* _EXERCISE SET_:
1. According to the passage on the Baghdad security operation, what happens to any armed person in the streets?
2. Reproduce verbatim the section of the passage on the Baghdad security operation starting at "In the new Baghdad" and ending at "in full independence.".

— start of SOURCE DOCUMENT —

In the new Baghdad operation, an Iraqi army general said commanders of the force would operate independently, a sharp break with Iraqi military tradition of heavy central control, and would be held individually responsible for failed operations.

Any armed person in the streets faced automatic detention, he said, and would be shot if offering resistance, said the general.

Al-Suneid and Maliki insisted that this drive to contain militants, as opposed to a largely ineffective joint operation with the Americans in the second half of last year, would succeed because it would be solely in the hands of Iraqi commanders who have been promised American backup and airpower if they call for it.

However, US political and military officials – in a message of congratulation on Army Day – tempered Iraqi claims that they were acting in full independence.

“As stated by the prime minister today, MNF-I (US forces) will provide appropriate assistance as determined by Iraqi and coalition (American) field commanders, for the implementation of the new plan for securing Baghdad and its surrounding environs,” said the statement from US Ambassador Zalmay Khalilzad and overall American commander Gen. George W Casey.

— end of SOURCE DOCUMENT —
— start of INFORMATION GIVEN —

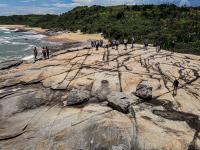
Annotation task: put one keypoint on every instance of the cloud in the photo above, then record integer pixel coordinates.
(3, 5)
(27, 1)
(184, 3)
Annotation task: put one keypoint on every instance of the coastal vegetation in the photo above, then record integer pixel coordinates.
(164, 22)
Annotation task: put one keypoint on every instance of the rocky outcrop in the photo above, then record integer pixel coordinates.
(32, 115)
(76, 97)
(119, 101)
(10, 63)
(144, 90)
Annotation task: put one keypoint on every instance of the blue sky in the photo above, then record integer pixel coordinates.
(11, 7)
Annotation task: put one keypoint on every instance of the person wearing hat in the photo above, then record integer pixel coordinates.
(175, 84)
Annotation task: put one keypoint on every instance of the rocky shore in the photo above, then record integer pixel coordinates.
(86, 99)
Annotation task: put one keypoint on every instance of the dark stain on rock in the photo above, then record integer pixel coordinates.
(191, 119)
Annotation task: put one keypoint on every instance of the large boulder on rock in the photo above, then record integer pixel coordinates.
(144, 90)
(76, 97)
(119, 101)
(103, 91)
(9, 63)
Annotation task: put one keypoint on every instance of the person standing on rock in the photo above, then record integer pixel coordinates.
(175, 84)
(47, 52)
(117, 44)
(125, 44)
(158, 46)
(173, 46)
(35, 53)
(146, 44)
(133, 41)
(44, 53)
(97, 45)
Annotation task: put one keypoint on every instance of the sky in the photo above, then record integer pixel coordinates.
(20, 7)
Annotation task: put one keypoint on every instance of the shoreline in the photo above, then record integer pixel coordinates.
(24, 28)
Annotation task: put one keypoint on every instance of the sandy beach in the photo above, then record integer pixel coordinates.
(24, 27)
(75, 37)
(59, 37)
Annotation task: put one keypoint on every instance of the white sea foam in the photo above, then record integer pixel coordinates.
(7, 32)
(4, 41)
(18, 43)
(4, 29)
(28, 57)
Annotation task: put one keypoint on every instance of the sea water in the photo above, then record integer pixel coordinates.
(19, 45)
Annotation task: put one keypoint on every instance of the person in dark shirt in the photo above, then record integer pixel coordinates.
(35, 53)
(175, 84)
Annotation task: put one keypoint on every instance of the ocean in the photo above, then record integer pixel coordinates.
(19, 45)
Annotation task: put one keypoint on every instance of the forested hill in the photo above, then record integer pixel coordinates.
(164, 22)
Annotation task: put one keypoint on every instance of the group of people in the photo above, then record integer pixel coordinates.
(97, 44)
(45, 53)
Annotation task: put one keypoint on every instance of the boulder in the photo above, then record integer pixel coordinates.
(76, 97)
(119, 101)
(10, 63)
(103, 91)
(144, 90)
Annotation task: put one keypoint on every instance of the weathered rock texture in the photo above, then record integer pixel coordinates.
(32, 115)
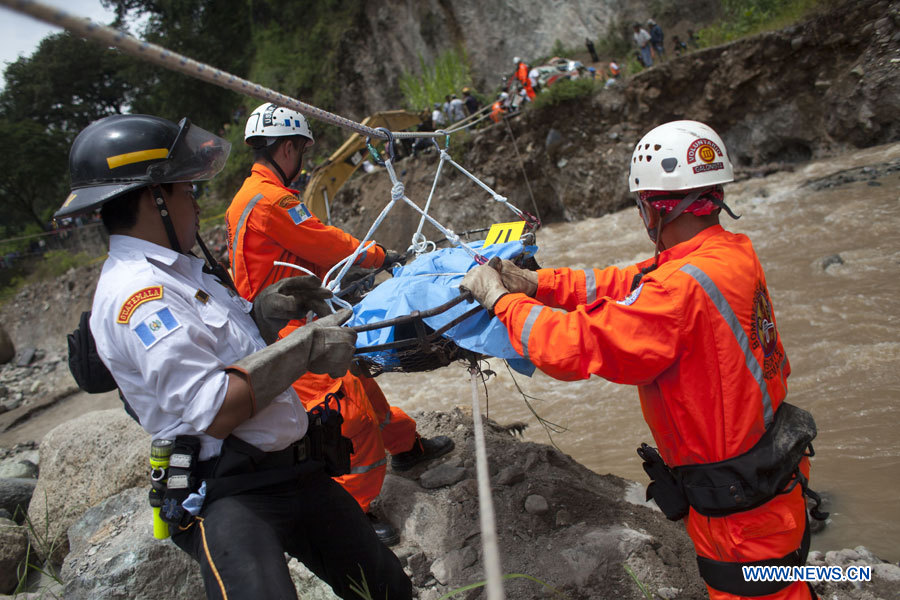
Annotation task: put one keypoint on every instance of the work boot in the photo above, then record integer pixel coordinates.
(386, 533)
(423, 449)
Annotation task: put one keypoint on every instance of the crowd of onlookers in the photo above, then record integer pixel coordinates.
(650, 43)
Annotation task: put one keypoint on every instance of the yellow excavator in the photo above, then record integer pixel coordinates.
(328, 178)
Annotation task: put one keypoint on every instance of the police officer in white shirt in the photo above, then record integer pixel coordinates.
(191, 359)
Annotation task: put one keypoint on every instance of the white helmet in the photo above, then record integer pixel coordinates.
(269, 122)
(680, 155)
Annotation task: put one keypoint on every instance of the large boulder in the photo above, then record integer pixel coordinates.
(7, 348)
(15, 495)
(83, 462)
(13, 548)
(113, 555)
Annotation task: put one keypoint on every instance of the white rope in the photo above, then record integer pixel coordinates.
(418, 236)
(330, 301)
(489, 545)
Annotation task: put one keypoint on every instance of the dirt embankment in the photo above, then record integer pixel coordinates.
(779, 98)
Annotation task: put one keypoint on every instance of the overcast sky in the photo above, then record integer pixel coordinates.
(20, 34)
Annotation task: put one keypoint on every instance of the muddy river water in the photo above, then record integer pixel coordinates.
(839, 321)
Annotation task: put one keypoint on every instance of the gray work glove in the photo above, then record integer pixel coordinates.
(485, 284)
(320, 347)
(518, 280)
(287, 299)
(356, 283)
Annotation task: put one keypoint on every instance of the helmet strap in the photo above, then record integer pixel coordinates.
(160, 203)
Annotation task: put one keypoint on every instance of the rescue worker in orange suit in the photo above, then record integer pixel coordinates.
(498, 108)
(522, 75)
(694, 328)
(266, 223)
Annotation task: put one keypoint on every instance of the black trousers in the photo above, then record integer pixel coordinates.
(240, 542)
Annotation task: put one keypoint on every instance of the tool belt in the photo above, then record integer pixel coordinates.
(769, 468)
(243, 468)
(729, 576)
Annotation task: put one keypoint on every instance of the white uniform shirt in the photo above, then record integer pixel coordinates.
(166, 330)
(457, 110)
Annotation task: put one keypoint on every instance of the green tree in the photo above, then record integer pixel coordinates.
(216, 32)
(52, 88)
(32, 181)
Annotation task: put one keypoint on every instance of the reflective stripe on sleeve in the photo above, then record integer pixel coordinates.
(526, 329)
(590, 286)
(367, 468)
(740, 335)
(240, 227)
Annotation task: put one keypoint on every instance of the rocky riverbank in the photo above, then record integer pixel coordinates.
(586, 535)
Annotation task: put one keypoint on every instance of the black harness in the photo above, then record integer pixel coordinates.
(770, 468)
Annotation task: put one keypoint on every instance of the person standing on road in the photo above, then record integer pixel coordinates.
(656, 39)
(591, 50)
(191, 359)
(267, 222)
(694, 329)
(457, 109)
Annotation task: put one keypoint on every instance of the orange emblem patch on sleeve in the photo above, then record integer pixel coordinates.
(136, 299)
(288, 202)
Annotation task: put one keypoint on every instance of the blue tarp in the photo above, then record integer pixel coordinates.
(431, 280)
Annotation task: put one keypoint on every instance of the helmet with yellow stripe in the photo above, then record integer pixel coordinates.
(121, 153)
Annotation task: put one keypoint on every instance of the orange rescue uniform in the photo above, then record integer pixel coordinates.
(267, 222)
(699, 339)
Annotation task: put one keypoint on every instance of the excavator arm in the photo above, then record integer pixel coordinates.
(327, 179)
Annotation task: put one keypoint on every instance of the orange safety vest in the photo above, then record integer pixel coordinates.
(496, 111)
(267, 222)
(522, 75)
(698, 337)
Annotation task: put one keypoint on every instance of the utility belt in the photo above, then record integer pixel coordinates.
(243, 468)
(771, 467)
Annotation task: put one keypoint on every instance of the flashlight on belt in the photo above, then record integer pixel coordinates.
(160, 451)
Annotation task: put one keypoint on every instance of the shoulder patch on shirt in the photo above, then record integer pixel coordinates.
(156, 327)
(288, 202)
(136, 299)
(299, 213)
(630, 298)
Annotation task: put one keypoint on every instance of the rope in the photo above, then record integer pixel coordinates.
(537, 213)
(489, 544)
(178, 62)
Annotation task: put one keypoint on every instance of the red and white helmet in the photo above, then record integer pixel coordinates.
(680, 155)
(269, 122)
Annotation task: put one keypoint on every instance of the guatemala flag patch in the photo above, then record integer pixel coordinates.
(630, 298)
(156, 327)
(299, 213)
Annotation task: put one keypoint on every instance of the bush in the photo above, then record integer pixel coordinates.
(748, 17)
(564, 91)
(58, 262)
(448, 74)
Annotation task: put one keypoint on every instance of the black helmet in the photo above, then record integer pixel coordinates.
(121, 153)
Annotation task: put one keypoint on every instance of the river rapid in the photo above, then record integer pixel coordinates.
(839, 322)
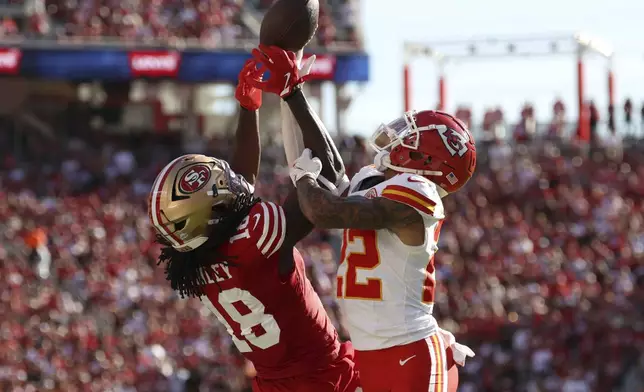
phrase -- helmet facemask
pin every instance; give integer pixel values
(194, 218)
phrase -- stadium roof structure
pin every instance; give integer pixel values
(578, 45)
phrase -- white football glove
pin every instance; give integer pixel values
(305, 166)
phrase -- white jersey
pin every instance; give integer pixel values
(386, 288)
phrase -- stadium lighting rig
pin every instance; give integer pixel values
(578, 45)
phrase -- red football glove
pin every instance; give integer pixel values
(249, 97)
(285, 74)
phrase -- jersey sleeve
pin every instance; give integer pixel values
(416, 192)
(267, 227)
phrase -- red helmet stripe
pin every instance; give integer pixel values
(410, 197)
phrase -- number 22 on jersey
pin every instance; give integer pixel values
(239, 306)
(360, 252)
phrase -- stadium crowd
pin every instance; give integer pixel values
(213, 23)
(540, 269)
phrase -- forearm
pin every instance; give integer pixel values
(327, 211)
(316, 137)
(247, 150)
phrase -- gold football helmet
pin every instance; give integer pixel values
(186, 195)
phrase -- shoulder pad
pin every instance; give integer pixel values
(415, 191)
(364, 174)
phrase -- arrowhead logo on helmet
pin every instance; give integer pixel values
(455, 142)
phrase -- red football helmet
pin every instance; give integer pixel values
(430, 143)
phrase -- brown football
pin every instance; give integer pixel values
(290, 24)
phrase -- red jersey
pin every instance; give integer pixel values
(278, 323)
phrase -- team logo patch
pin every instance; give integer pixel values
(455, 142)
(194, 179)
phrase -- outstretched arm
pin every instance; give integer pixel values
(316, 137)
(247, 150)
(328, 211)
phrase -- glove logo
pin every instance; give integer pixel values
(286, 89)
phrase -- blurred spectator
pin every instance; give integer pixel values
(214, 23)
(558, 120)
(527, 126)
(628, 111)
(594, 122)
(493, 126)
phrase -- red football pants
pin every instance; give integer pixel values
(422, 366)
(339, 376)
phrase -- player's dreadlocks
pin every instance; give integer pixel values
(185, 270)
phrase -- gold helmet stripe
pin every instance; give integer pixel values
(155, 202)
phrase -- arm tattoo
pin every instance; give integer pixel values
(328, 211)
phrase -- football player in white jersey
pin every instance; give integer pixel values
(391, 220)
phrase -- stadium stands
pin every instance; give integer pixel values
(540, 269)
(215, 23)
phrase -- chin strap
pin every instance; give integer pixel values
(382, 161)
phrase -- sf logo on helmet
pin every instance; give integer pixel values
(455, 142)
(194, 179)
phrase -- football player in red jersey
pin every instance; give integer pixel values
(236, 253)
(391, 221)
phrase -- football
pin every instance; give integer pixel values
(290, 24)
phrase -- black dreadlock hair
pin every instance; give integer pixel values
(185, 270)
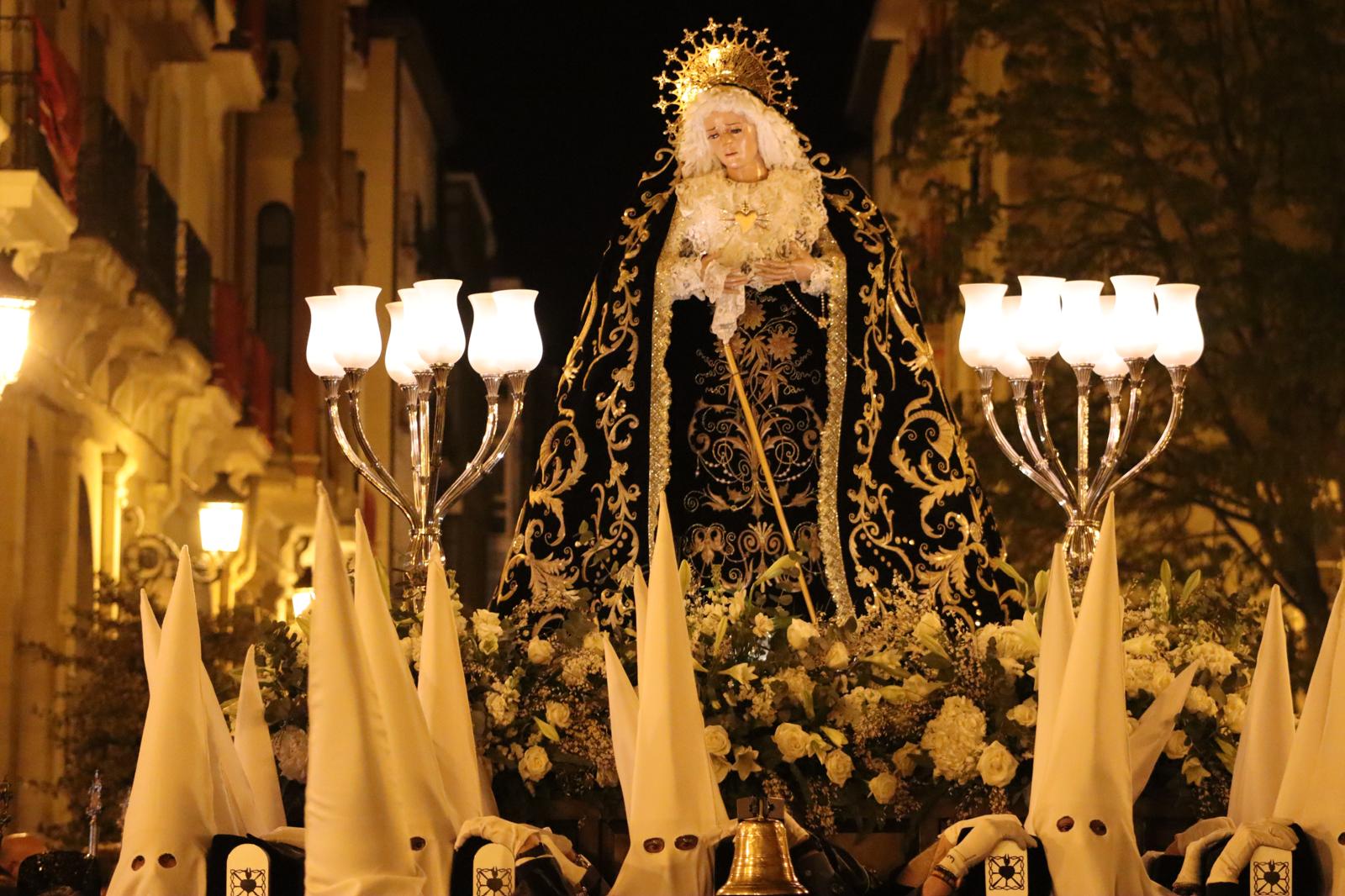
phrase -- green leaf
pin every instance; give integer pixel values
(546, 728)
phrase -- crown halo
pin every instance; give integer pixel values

— end of INFORMATION GIVEN —

* _SOLUTIONS PER TASK_:
1. They face automatic detention and would be shot if offering resistance.

2.
In the new Baghdad operation, an Iraqi army general said commanders of the force would operate independently, a sharp break with Iraqi military tradition of heavy central control, and would be held individually responsible for failed operations.

Any armed person in the streets faced automatic detention, he said, and would be shot if offering resistance, said the general.

Al-Suneid and Maliki insisted that this drive to contain militants, as opposed to a largely ineffective joint operation with the Americans in the second half of last year, would succeed because it would be solely in the hands of Iraqi commanders who have been promised American backup and airpower if they call for it.

However, US political and military officials – in a message of congratulation on Army Day – tempered Iraqi claims that they were acting in full independence.